***** The records *****

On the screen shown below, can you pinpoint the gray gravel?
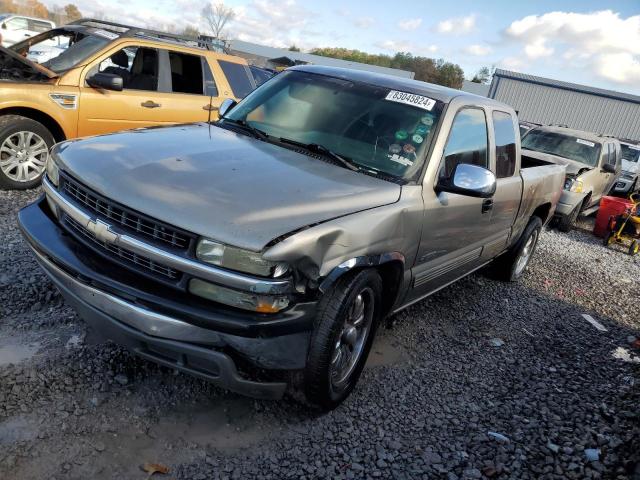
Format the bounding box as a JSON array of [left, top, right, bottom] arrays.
[[0, 191, 640, 480]]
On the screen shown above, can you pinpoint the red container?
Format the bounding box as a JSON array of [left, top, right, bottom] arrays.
[[593, 197, 633, 237]]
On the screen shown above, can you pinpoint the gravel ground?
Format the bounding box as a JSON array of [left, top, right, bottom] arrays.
[[0, 191, 640, 480]]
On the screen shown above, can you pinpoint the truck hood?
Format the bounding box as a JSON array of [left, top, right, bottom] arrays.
[[0, 47, 57, 80], [53, 123, 401, 251], [522, 148, 593, 176]]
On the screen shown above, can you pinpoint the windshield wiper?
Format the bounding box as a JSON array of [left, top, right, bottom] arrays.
[[280, 137, 360, 172], [223, 118, 269, 140]]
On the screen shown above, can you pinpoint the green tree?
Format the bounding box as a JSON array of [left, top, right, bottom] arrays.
[[64, 3, 82, 22]]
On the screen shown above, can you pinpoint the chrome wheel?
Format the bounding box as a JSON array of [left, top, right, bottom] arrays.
[[0, 131, 49, 183], [515, 230, 538, 276], [329, 287, 374, 390]]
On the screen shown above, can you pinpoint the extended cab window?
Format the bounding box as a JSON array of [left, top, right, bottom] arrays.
[[218, 60, 254, 98], [440, 108, 489, 178], [169, 52, 204, 95], [99, 47, 158, 91], [492, 112, 516, 178]]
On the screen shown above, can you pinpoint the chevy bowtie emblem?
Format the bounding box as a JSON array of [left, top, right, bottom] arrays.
[[87, 219, 118, 243]]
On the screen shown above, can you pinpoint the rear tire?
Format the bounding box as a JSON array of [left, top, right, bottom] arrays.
[[558, 202, 582, 232], [492, 217, 542, 282], [0, 115, 55, 190], [303, 269, 382, 410]]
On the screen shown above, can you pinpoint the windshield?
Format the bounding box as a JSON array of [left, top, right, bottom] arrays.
[[10, 28, 111, 73], [621, 143, 640, 163], [223, 71, 443, 179], [522, 129, 600, 167]]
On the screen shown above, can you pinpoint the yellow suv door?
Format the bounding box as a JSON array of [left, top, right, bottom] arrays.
[[78, 43, 234, 136]]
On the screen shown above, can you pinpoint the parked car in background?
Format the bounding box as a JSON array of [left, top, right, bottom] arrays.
[[0, 13, 56, 47], [0, 20, 256, 188], [19, 66, 565, 409], [522, 126, 622, 232], [613, 140, 640, 195]]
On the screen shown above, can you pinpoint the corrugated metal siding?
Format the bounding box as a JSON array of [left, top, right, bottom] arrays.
[[490, 77, 640, 140]]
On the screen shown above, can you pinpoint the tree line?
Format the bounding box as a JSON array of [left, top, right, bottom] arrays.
[[0, 0, 82, 25], [309, 48, 464, 88]]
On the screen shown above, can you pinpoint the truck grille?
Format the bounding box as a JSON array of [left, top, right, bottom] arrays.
[[62, 175, 192, 250], [64, 215, 181, 281]]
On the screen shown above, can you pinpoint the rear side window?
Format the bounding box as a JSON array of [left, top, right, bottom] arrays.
[[440, 108, 489, 178], [493, 112, 516, 178], [169, 52, 204, 95], [218, 60, 254, 98]]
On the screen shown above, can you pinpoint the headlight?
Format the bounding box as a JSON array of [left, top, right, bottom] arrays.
[[196, 238, 289, 278], [46, 154, 60, 187], [564, 178, 584, 193], [189, 278, 289, 313]]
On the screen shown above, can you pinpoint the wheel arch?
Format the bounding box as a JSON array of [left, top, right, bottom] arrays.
[[0, 107, 67, 143], [318, 252, 405, 317]]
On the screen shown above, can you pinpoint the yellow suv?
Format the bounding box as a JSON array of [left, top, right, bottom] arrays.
[[0, 19, 256, 189]]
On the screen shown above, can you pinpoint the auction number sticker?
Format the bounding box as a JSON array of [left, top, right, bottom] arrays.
[[385, 90, 436, 111], [576, 138, 596, 147]]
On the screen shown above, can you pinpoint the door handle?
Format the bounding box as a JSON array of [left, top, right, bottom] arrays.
[[140, 100, 162, 108]]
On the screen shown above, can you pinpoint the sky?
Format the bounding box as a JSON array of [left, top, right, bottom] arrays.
[[44, 0, 640, 95]]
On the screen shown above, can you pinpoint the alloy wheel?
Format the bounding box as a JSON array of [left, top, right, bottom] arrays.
[[0, 131, 49, 183]]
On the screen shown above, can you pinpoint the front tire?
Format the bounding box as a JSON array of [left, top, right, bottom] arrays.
[[304, 270, 382, 410], [492, 217, 542, 282], [0, 115, 55, 190]]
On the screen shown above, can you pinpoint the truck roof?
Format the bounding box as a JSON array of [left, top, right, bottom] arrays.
[[287, 65, 513, 107]]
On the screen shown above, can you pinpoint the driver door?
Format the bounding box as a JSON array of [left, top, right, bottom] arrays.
[[409, 107, 493, 299]]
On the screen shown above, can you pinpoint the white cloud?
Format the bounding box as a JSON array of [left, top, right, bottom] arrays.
[[353, 17, 375, 28], [464, 44, 493, 57], [398, 18, 422, 31], [505, 10, 640, 85], [436, 14, 476, 35], [375, 40, 438, 55]]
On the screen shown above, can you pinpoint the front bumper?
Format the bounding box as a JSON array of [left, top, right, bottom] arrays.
[[18, 198, 315, 398], [555, 190, 587, 216]]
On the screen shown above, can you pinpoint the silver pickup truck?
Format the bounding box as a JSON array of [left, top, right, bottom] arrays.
[[19, 66, 565, 409]]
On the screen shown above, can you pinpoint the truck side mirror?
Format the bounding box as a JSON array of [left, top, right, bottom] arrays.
[[87, 73, 123, 92], [218, 98, 238, 118], [436, 163, 496, 198]]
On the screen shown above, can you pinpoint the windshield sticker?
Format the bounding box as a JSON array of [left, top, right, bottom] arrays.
[[91, 28, 119, 40], [389, 143, 402, 153], [402, 143, 416, 153], [576, 138, 596, 147], [385, 90, 436, 111], [416, 125, 429, 137], [388, 154, 413, 167], [396, 130, 409, 140], [420, 115, 433, 127]]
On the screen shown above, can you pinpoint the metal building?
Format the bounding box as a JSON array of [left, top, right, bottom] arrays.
[[488, 70, 640, 141]]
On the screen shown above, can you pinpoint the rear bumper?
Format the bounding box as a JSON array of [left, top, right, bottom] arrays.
[[18, 199, 315, 398]]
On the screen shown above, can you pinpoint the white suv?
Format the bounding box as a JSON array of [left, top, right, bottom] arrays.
[[0, 13, 56, 47]]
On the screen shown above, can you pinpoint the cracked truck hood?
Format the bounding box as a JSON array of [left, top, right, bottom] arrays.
[[54, 124, 401, 251], [522, 148, 593, 175]]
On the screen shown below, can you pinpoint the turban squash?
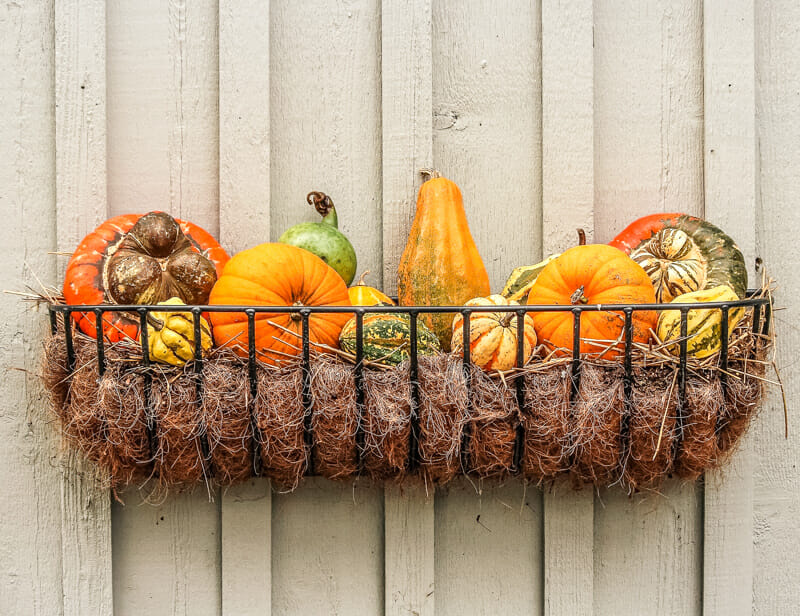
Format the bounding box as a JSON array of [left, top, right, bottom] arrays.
[[208, 243, 352, 365], [610, 214, 747, 303], [63, 212, 228, 342], [528, 244, 658, 359]]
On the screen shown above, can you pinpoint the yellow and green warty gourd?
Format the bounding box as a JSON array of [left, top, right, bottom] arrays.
[[657, 285, 744, 359], [147, 297, 212, 366]]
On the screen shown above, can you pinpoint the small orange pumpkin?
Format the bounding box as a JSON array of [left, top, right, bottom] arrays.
[[208, 243, 352, 365], [528, 244, 658, 359], [347, 270, 394, 306], [451, 295, 536, 372]]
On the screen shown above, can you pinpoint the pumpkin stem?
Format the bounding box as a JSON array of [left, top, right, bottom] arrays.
[[306, 190, 339, 228], [290, 301, 303, 323], [569, 285, 589, 306], [419, 167, 442, 180], [353, 270, 370, 287]]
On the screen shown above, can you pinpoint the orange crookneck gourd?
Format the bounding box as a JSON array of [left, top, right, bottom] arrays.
[[397, 172, 490, 351]]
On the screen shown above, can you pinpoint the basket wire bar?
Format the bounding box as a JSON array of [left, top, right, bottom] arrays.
[[48, 290, 772, 476], [137, 307, 158, 460], [408, 313, 419, 471], [511, 309, 528, 473], [461, 309, 472, 472], [300, 308, 314, 475], [353, 308, 365, 473], [245, 310, 262, 477]]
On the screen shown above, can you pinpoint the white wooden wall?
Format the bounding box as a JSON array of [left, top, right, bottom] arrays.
[[0, 0, 800, 616]]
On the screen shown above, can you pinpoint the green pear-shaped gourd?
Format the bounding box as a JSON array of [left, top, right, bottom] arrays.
[[278, 191, 357, 285]]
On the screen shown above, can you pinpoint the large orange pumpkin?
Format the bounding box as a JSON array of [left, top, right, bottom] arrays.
[[209, 243, 352, 365], [63, 212, 228, 342], [528, 244, 658, 359]]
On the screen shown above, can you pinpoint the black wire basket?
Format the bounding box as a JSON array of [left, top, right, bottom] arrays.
[[48, 290, 772, 488]]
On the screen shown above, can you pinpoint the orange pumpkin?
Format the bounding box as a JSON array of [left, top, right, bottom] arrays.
[[208, 243, 352, 365], [528, 244, 658, 359], [347, 270, 394, 306], [63, 212, 228, 342], [452, 295, 536, 372], [397, 173, 491, 351]]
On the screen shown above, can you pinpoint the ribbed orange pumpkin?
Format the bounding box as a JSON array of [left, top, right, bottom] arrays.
[[397, 177, 491, 350], [452, 295, 536, 371], [528, 244, 658, 359], [208, 243, 352, 365]]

*****

--- Instruction ---
From the line that contains "green pear-shaped gourd?" to the last line of the material above, repeat every line exactly, keeping both the first and the last.

--- Task response ---
On the screen shown above, can you pinpoint the green pear-shaped gourd?
Format the bounding box as a JSON array of [left, top, right, bottom] arrays.
[[278, 191, 357, 285]]
On the screen shown above, can you pinpoint the large orange pumpkin?
Format the bounding box as a JSON array of [left, top, right, bottom] arrays.
[[209, 243, 352, 365], [63, 212, 228, 342], [528, 244, 658, 359]]
On the screen shown above, can you pinpoint the black wire basket?
Format the bounding box as a JSON array of [left, top, right, bottom] arrays.
[[48, 290, 772, 488]]
On the screen shown above, can you pinpoint the orange pumpkin?
Format the bounding box as a JSON array of [left, top, right, bottom] arrays.
[[208, 243, 352, 365], [528, 244, 658, 359], [347, 270, 394, 306], [63, 212, 228, 342], [452, 295, 536, 372], [397, 173, 491, 351]]
On the screen shown above, can you pinpoint the ribbed orange pumpkin?
Format the bounding box as a JSON array of [left, top, right, bottom] arrays.
[[397, 177, 491, 350], [452, 295, 536, 371], [528, 244, 658, 359], [208, 243, 352, 365]]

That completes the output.